**Requirements**
Find each line in the records below that contains the word "white" and copy those lines.

**Material provided**
════

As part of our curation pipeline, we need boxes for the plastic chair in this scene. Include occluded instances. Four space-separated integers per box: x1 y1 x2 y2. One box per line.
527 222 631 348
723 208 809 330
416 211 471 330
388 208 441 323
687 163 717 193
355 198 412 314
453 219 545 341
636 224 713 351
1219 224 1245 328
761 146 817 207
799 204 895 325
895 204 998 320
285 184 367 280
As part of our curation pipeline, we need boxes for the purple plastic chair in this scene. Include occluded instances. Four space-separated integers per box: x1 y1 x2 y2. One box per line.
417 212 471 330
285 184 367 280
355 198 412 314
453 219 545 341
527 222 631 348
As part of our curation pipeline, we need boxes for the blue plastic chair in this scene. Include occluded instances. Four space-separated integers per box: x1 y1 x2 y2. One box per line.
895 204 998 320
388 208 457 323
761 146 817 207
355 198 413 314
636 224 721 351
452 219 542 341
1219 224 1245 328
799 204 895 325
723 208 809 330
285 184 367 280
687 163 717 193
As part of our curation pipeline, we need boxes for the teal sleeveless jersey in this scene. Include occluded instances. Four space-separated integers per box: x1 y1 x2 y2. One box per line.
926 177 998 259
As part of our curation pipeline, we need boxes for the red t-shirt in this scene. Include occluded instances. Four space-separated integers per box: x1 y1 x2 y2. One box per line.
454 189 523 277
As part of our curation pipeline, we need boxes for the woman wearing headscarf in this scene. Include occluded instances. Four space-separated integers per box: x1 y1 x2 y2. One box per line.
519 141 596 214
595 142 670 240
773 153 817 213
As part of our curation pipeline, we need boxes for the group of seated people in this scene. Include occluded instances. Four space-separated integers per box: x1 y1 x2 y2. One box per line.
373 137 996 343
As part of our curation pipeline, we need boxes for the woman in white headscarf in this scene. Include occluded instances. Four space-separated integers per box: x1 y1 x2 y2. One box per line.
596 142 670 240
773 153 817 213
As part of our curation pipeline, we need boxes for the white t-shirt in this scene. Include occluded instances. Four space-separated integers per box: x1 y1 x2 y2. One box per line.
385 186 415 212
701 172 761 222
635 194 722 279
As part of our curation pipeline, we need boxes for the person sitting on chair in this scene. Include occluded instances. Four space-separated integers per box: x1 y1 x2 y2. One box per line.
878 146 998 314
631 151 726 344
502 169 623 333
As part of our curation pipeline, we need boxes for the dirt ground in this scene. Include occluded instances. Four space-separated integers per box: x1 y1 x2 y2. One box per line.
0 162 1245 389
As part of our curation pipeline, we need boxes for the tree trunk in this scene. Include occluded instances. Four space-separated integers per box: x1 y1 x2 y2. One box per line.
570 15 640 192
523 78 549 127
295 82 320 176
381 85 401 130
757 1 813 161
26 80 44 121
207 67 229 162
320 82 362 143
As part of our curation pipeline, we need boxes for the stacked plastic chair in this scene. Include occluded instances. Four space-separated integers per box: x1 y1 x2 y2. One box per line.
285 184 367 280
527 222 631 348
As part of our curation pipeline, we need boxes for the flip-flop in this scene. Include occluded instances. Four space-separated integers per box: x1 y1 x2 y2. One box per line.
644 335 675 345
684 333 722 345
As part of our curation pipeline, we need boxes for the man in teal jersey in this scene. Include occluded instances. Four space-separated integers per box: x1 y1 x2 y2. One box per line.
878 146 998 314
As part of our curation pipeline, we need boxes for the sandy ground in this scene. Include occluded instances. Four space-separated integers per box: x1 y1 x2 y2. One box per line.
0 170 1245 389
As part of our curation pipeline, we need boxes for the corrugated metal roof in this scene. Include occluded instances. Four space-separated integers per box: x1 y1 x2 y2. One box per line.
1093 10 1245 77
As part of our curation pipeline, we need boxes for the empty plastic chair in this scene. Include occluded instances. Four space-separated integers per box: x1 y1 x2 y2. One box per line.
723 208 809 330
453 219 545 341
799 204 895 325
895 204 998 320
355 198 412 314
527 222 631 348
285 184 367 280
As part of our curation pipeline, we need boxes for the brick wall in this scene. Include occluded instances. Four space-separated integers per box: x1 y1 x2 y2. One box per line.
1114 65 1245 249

════

**Exercise solution**
As part of our curation pipeline, we need boxes for the woman in white headscarf in this scene. Include occluded instances. Four space-separated integers per box: x1 y1 x2 y2. One box per line.
As part of our curation pipeline, we need boxes for the white t-shirt in this scene. Include occluded instances. Four space-separated integers per box: x1 y1 x2 y2. One box per line.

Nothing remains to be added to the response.